Look through the records below and state how many lines carry the string "motorcycle", adding nothing.
===== GIVEN ENTRIES =====
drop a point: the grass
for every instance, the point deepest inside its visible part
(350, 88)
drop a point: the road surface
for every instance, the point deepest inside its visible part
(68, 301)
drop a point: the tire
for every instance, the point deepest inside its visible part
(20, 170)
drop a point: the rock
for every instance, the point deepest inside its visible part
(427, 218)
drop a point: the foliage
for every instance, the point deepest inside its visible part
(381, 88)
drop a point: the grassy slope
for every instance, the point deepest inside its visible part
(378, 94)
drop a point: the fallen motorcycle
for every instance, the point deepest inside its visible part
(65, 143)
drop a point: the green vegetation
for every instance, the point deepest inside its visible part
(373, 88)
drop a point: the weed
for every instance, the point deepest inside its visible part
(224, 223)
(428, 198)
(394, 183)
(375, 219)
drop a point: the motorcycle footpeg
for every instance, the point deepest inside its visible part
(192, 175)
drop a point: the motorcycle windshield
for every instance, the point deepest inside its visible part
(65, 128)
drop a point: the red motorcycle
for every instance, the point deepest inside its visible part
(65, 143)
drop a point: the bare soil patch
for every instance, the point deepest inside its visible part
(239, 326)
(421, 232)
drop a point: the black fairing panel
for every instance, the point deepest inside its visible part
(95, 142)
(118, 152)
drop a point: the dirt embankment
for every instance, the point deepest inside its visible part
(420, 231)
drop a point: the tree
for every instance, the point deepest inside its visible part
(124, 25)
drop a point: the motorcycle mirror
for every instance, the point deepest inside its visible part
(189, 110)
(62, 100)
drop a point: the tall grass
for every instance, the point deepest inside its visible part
=====
RESPONSE TO THE EXERCISE – 5